··· GIVEN PASSAGE ···
Expert: America's 'legacy of racism' led to a broken drug treatment system

This post has been updated.

As the U.S. continues dealing with the opioid crisis, some experts argue that the American drug treatment system must reckon with its ingrained prejudices before properly tackling the problem.

“It’s the legacy of slavery, it’s the legacy of racism, it’s the segregation,” Tracie Gardner, vice president for policy advocacy at the Legal Action Center in New York, told Yahoo Finance. “And the idea that people, because of their skin color, are somehow less or different.”

Dr. Allison Lynch, director of addiction medicine at the University of Iowa, noted that “racism has been a major problem in American culture since the beginning, and so it has influenced everything in our society. There’s definitely very easy-to-identify examples of how racism has impacted substance use treatment.”

Fentanyl deaths have spiked over recent years. (Graphic: David Foster/Yahoo Finance)
Fentanyl deaths have spiked over recent years. (Graphic: David Foster/Yahoo Finance)

Lynch added that now that “there’s more white people who have drug addiction, we’re getting more money and more attention paid to drug addiction treatment. Before it was often viewed as a problem in urban communities, which is group-speak for minority populations. I can’t think of anything in our country that isn’t influenced by our culture of racism, and substance use treatment definitely has been influenced by that, absolutely. Today, at this minute, our system is influenced by racism.”

Lynch, Gardner, and other experts detailed how institutional racism — as it relates to lack of access to treatment, stigmas related to mental health, flawed hospital procedures, and insurance industry practices — can help explain America's struggle with combatting the evolving opioid crisis.

“The addiction treatment system, it’s not even that it’s broken — it never worked, because it was based all along on ideas of the people who would be using,” Gardner said. “And it was people we don’t care about, people who deserve to die, people who don’t deserve to have good health care, people who deserve to feel pain.”
···
TRY IT:
Copy the drug treatment article word for word, from "Lynch, Gardner, and" to "evolving opioid crisis.".
··· RECORDED INFORMATION ···
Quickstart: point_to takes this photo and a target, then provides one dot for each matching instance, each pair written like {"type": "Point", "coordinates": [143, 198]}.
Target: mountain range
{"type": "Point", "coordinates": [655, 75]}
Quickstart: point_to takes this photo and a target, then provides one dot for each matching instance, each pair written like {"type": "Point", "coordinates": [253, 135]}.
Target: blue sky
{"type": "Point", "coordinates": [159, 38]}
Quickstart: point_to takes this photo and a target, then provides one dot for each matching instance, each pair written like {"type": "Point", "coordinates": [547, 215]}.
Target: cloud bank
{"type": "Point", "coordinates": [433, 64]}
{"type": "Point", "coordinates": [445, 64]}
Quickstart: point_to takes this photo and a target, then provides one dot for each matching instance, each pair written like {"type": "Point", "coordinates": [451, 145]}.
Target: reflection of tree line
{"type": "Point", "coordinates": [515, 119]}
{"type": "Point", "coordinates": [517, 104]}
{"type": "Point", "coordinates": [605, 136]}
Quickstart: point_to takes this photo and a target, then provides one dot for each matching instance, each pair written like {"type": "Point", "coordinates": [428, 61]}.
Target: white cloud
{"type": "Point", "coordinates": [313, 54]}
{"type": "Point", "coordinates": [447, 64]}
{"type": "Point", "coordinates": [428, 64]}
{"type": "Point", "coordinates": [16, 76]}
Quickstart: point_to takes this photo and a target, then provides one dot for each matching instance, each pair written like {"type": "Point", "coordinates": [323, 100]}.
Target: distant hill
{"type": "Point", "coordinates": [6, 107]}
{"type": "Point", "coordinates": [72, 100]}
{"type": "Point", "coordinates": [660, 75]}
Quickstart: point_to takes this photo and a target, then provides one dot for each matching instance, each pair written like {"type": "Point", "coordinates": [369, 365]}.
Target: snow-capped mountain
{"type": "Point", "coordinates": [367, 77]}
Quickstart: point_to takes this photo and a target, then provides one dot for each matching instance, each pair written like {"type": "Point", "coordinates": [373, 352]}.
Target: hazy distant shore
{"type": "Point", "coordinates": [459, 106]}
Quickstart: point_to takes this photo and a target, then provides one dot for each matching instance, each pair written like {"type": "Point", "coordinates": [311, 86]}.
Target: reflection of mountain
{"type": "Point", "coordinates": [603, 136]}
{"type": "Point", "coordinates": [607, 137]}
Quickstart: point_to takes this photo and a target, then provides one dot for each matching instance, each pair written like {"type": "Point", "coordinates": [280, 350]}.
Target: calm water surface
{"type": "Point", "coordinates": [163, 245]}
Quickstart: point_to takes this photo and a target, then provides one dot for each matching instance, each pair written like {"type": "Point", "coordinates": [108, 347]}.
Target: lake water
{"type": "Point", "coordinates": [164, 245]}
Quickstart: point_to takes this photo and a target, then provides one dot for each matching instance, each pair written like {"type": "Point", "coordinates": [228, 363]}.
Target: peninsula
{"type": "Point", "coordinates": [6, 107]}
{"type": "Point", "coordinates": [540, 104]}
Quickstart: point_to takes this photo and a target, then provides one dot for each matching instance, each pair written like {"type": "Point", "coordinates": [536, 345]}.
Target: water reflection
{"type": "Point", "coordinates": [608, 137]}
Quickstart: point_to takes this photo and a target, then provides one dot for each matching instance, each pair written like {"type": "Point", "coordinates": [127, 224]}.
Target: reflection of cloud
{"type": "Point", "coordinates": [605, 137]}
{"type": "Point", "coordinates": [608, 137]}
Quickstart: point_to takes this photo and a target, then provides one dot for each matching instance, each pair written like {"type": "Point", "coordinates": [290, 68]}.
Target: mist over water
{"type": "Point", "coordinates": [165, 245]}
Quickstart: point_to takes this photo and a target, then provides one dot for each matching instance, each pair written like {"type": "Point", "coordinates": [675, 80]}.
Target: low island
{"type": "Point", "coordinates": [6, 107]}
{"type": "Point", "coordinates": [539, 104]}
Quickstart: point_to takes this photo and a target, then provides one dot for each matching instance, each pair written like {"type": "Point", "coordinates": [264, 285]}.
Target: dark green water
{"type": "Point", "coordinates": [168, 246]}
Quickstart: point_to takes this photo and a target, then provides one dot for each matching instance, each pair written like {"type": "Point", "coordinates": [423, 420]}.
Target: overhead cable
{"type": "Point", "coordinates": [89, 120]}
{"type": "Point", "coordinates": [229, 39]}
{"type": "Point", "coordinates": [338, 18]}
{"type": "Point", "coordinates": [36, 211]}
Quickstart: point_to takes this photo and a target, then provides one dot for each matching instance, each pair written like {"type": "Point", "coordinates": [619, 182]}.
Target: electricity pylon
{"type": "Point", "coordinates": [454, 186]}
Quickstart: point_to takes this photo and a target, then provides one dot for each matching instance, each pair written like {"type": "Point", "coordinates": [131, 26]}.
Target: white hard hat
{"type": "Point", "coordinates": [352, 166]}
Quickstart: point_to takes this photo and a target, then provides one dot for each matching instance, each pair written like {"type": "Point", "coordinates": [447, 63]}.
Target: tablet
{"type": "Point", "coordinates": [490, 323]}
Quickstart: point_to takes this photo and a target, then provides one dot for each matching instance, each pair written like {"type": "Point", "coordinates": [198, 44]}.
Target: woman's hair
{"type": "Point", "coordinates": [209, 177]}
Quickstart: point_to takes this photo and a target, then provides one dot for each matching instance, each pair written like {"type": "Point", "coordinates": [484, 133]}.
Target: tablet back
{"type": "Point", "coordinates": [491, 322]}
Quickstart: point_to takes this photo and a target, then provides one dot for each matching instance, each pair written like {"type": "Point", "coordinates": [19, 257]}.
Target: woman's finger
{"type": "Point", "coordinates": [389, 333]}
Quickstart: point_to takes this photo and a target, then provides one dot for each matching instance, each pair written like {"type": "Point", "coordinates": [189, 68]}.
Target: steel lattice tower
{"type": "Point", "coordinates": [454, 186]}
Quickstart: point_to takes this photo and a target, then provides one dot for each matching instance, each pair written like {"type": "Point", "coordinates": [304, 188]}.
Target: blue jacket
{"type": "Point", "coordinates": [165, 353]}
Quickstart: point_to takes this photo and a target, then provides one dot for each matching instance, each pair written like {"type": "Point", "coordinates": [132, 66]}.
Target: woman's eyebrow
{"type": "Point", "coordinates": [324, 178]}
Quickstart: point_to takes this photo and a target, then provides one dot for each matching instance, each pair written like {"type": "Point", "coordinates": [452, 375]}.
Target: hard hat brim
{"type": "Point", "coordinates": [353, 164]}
···
RESULT FOR THIS TASK:
Lynch, Gardner, and other experts detailed how institutional racism — as it relates to lack of access to treatment, stigmas related to mental health, flawed hospital procedures, and insurance industry practices — can help explain America's struggle with combatting the evolving opioid crisis.